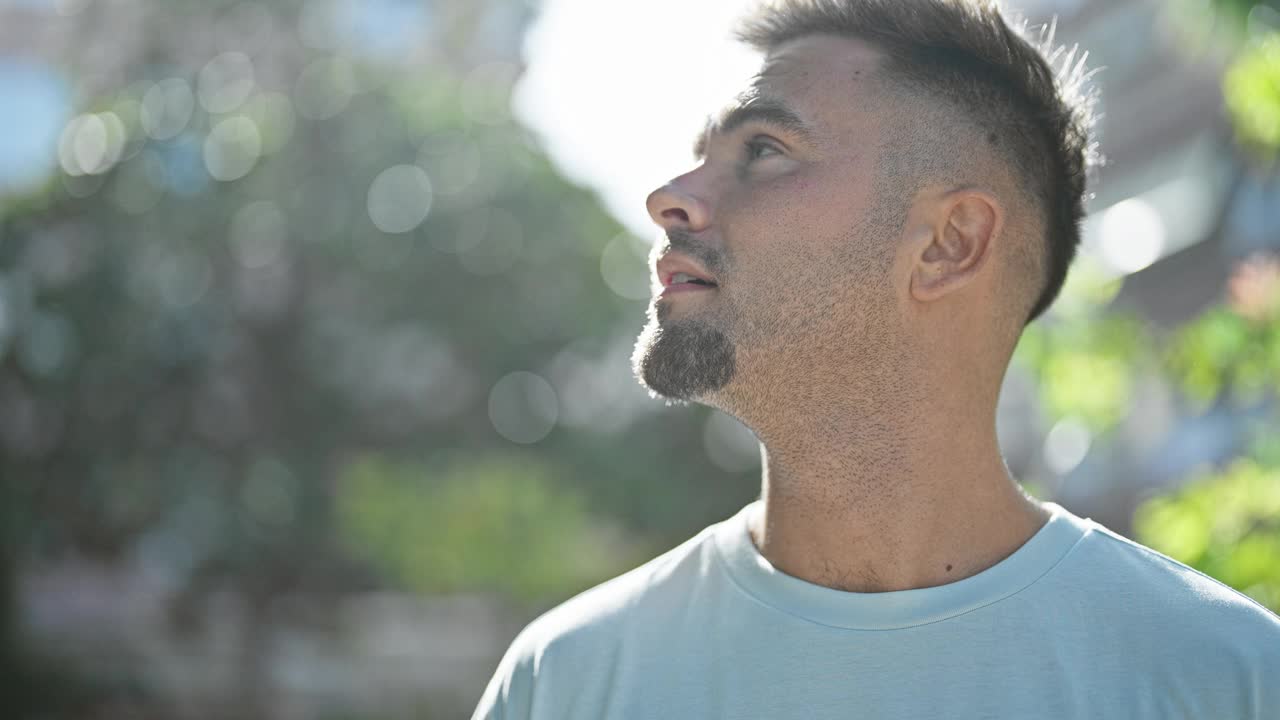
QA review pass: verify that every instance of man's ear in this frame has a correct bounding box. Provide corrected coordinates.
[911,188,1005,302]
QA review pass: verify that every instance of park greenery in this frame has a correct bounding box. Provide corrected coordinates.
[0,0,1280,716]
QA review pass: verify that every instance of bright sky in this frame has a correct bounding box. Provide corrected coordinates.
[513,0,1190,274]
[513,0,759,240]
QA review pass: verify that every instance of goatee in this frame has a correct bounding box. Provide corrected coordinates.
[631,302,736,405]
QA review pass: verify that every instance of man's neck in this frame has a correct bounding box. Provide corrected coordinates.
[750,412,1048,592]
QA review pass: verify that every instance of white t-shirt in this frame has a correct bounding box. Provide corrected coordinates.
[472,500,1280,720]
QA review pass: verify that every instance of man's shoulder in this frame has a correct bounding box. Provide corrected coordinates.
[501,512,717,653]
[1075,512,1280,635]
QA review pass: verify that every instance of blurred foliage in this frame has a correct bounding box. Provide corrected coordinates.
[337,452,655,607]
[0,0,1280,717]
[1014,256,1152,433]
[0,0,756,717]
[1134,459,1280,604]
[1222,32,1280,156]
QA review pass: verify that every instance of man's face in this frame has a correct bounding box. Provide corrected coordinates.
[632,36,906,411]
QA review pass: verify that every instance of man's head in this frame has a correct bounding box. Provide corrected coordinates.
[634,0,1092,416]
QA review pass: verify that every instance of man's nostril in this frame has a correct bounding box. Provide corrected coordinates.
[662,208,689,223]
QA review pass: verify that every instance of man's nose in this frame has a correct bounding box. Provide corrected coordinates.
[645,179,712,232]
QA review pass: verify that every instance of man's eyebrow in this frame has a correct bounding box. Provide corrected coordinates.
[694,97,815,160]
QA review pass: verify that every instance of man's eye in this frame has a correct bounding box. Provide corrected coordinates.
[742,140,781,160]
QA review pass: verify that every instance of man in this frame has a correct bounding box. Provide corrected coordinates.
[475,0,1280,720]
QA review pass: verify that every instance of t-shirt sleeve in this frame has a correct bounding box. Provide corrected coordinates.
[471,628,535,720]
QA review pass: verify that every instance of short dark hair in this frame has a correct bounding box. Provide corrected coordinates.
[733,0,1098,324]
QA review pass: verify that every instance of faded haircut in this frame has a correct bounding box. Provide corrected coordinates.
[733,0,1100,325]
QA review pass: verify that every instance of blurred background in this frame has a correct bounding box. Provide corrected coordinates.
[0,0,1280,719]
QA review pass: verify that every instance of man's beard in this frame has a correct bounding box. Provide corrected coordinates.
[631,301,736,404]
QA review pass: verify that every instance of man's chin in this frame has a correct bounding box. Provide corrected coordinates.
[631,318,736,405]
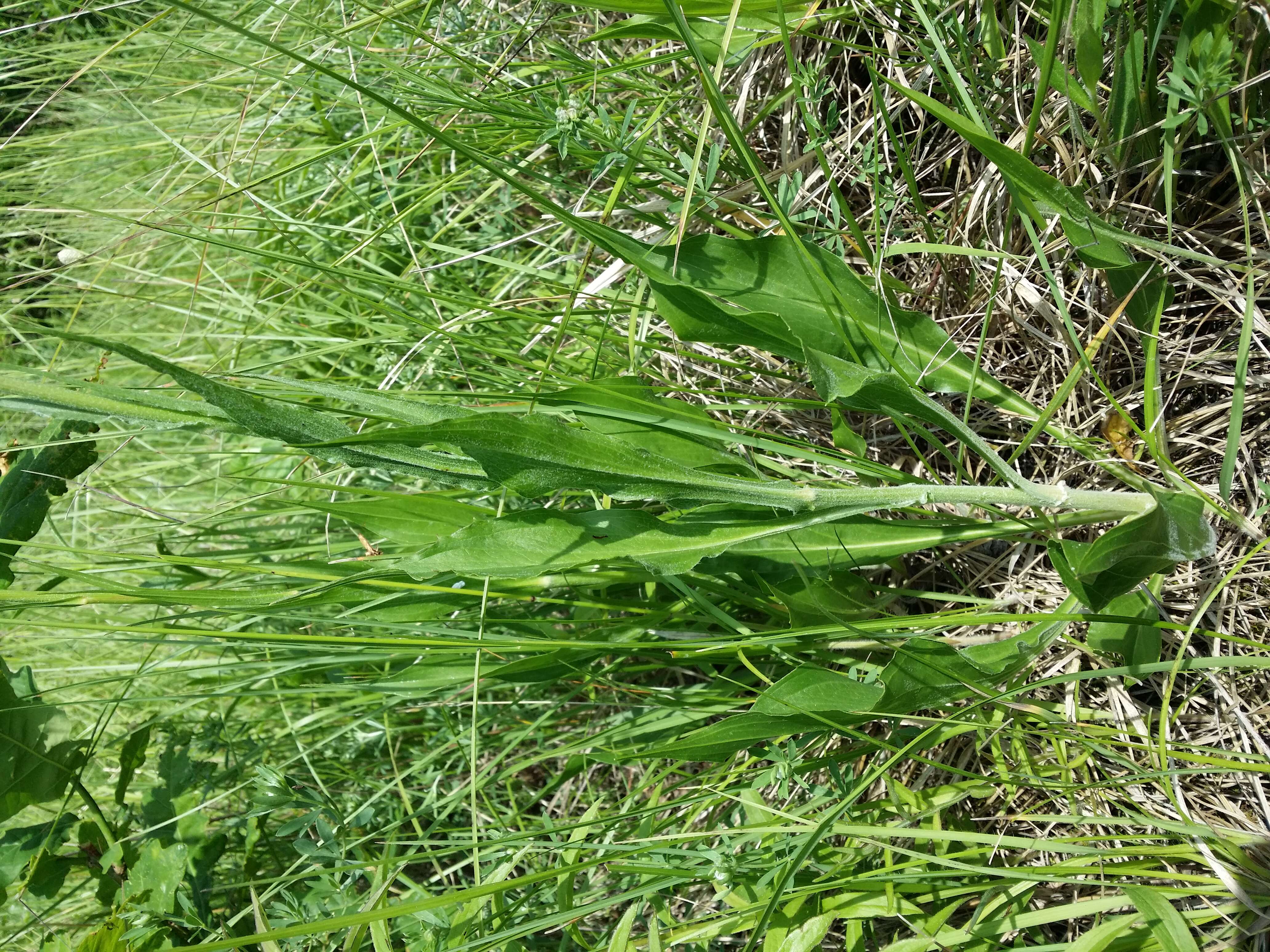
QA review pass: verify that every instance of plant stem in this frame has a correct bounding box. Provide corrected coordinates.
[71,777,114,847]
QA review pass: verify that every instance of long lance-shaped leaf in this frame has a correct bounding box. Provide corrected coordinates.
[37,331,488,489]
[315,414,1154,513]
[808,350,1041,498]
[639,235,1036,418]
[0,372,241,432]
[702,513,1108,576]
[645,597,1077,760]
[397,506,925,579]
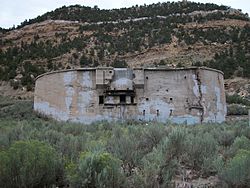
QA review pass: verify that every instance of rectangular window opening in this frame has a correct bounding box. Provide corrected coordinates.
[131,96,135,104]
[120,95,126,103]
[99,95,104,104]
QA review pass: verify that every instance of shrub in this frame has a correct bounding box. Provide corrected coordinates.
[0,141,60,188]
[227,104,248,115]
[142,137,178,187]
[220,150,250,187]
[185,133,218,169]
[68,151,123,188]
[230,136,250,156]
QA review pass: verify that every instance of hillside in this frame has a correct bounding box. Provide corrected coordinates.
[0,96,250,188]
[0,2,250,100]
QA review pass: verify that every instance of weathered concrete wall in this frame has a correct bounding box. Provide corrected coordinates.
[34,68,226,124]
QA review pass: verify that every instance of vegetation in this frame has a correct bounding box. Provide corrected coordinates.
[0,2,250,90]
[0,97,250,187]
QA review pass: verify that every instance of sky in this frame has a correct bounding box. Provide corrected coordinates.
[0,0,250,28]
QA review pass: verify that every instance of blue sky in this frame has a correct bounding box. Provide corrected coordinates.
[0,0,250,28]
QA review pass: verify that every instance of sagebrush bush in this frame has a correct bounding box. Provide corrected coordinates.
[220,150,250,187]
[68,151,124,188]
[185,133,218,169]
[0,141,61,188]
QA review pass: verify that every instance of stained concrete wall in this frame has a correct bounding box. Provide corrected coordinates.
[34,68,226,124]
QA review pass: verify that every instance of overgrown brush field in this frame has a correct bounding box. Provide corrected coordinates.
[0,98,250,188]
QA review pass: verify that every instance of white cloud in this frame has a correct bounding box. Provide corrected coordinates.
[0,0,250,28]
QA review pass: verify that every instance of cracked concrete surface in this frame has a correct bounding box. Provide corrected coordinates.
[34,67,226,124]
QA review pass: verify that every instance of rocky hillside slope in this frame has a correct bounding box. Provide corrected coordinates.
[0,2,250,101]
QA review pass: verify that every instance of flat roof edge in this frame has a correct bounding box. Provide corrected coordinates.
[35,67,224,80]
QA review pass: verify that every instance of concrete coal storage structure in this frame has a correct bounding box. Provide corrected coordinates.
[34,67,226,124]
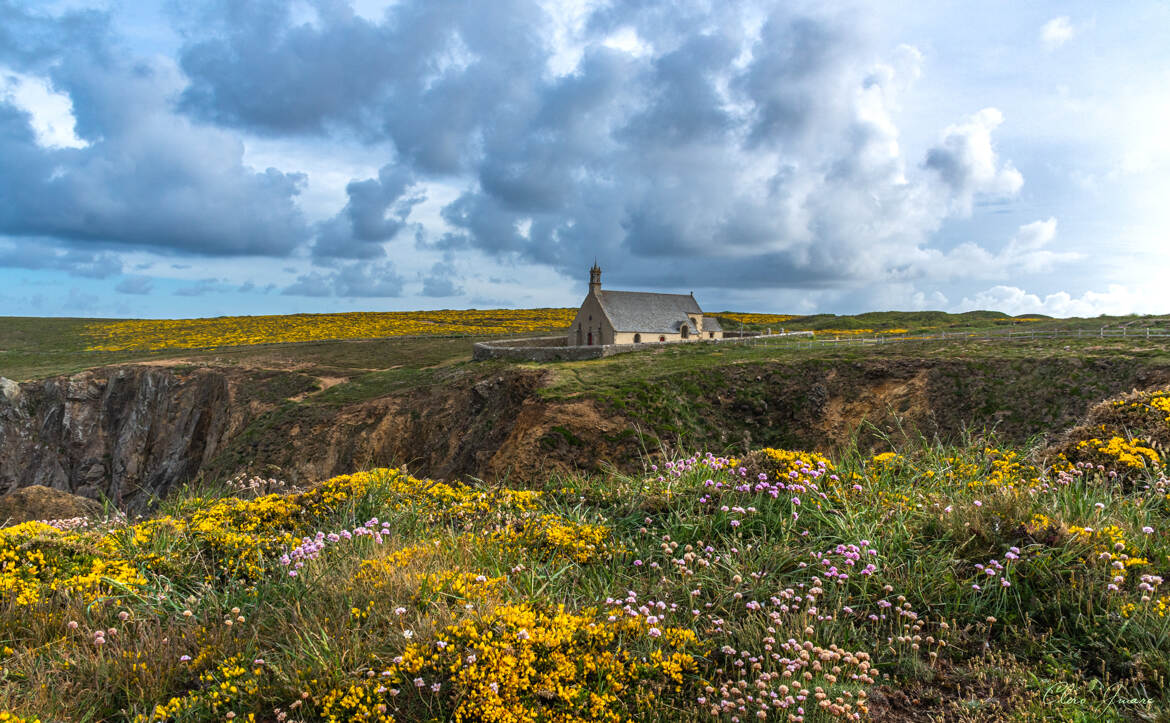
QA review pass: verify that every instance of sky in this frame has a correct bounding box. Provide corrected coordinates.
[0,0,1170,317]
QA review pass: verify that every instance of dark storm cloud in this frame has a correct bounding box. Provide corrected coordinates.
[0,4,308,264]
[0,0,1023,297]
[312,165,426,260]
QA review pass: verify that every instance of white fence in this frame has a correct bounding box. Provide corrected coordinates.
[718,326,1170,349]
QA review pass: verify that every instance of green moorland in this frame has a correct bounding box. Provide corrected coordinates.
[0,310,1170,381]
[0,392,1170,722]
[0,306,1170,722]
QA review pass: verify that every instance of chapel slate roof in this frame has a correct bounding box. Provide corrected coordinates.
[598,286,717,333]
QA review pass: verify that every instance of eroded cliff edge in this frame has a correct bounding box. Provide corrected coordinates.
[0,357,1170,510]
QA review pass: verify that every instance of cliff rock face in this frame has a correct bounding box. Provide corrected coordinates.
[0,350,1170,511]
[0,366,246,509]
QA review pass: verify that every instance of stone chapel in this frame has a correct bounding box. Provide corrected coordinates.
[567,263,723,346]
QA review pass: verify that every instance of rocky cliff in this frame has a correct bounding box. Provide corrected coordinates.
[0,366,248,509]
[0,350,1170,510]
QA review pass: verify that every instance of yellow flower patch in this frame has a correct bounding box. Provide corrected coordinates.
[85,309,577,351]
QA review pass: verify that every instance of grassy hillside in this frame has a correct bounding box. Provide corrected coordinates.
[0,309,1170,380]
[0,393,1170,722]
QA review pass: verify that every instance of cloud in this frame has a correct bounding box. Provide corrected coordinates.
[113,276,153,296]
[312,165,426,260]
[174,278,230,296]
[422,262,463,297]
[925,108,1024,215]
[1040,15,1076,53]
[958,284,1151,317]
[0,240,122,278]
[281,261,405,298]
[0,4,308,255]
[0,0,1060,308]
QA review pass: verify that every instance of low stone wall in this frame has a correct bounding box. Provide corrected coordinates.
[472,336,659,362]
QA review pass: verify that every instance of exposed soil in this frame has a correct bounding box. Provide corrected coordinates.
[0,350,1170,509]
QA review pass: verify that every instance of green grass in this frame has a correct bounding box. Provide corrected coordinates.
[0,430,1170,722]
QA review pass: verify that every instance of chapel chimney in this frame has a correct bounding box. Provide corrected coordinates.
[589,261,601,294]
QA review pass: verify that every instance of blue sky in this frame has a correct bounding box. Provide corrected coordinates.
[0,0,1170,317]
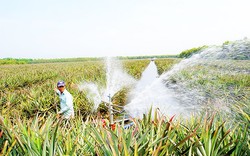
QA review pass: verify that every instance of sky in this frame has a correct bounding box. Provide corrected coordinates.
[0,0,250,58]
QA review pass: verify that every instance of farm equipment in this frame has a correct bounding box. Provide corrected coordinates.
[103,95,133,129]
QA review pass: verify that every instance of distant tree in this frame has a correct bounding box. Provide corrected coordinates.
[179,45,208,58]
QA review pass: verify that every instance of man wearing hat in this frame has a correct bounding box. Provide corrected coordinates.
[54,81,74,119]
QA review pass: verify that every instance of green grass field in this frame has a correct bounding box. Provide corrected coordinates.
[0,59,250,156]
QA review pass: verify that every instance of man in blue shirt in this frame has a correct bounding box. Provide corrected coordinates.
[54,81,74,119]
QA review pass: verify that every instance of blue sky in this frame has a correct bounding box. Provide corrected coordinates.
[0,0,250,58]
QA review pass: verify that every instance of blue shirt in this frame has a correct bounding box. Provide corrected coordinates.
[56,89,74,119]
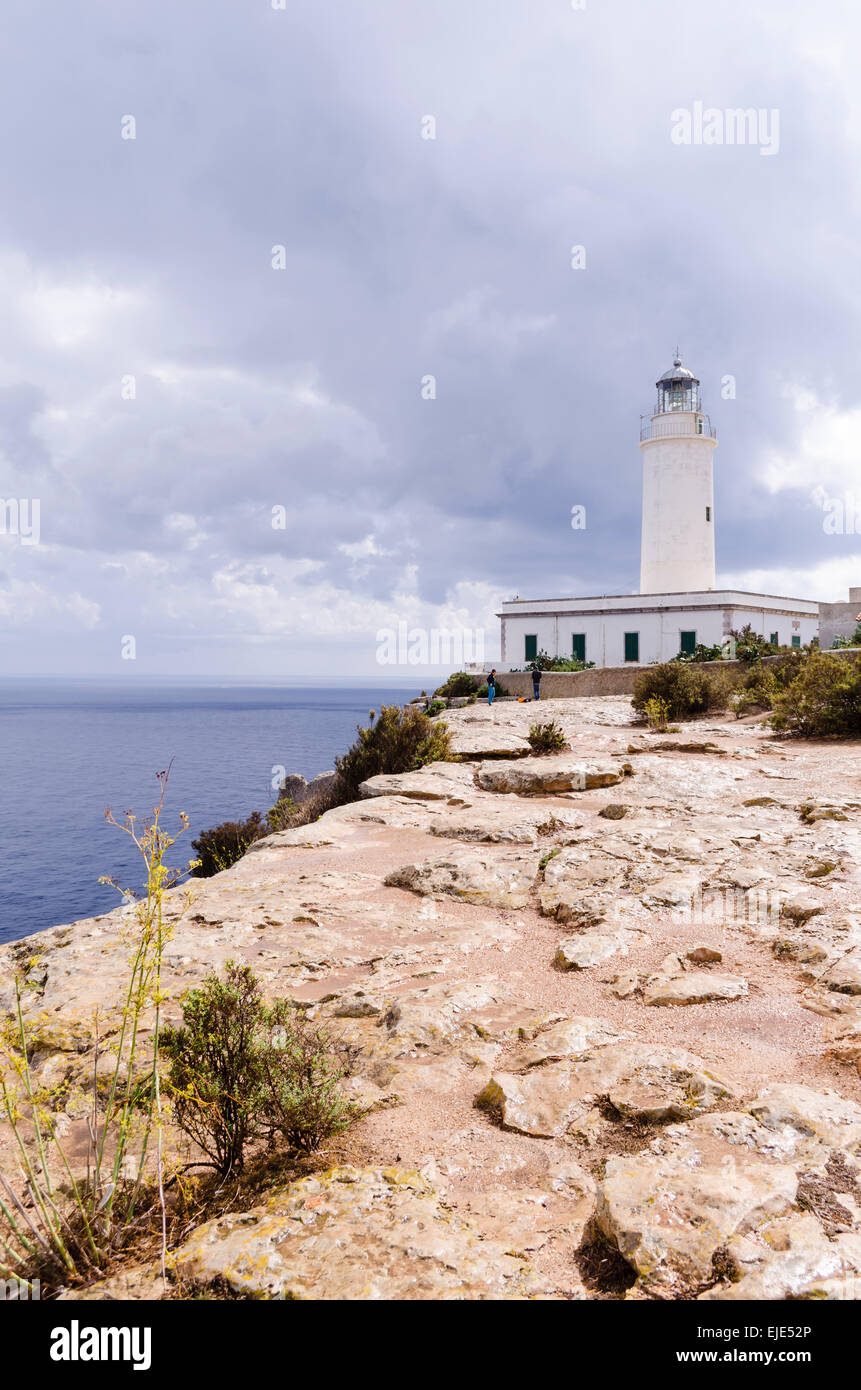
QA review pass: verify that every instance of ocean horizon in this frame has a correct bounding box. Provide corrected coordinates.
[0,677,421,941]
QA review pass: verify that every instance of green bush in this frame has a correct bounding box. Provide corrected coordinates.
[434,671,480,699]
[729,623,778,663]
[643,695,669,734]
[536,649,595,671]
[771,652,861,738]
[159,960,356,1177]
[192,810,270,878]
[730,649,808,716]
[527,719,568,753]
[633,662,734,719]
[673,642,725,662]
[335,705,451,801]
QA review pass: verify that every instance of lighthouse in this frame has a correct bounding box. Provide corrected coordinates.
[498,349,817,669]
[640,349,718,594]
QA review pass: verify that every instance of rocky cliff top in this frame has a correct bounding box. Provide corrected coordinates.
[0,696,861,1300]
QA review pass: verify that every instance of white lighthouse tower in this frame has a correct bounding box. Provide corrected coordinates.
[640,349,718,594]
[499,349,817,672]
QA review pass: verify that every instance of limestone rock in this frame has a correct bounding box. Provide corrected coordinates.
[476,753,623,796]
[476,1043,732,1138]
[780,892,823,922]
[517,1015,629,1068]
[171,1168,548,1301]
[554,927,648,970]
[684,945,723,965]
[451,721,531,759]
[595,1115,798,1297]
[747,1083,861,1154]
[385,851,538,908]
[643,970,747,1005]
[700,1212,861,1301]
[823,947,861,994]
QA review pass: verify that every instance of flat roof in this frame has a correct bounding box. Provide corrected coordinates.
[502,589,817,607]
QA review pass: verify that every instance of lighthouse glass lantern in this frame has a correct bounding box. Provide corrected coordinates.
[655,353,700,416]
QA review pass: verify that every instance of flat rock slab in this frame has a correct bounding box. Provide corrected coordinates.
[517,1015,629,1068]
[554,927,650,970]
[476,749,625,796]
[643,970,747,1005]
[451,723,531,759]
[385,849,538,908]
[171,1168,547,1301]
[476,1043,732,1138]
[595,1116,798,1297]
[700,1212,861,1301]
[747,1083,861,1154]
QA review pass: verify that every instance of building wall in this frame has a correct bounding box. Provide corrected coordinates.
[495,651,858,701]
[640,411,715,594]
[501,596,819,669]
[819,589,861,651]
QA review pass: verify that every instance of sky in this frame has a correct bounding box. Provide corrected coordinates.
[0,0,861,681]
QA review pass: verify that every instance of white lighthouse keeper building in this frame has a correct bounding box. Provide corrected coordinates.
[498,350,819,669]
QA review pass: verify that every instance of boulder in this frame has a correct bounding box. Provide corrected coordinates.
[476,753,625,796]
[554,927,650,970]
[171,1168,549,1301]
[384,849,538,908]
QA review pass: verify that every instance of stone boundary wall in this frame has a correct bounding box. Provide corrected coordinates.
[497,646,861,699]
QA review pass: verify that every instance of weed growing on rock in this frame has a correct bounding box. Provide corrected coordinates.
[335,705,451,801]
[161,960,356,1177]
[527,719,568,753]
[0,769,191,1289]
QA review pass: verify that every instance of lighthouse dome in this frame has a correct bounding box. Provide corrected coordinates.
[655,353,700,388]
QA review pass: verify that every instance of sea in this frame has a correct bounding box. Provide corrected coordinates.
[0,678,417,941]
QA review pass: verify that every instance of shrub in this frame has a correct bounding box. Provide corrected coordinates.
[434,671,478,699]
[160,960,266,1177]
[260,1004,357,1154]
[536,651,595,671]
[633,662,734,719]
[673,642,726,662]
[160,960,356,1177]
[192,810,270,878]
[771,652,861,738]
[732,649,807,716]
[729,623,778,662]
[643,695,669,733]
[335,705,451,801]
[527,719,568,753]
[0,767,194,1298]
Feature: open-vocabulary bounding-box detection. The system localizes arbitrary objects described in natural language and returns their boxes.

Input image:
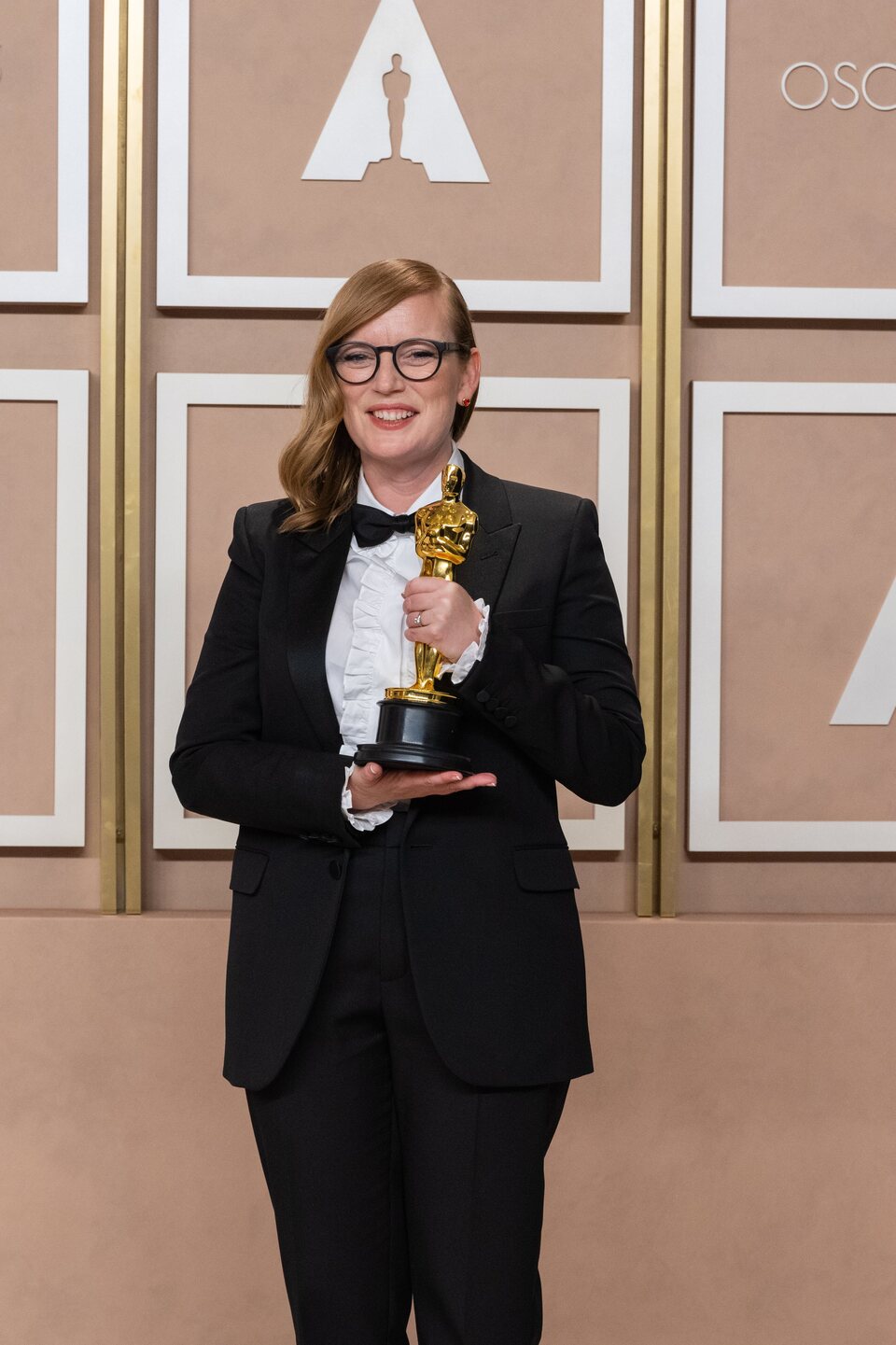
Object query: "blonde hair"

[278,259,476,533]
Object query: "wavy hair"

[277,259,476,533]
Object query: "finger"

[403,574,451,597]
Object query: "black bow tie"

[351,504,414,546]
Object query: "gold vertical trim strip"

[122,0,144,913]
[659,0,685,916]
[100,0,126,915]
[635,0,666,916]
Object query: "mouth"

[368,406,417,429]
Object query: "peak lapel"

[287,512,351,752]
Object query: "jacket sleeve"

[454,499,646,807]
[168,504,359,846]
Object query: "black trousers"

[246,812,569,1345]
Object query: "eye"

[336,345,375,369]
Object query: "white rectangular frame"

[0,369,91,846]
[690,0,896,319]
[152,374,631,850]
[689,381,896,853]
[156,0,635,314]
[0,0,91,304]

━━━━━━━━

### WHAT IS ASKED
Reproduce the listing from its beginning through the line containing "[513,0,759,240]", inclusive, changing "bright sky" to "clear sky" and keeping everything else the same. Leave the pictures out of your answer.

### COMPLETE ANSWER
QA review pass: verify that every instance of man's ear in this frame has a correct bounding box. Provide corrected coordinates.
[911,188,1005,302]
QA review pass: verify that every instance of park greenery in this frame has a correct bounding box. Provide corrected coordinates.
[0,0,1280,716]
QA review pass: verify that every instance of clear sky in this frame has a correct bounding box. Provide corrected coordinates.
[513,0,1190,274]
[513,0,759,240]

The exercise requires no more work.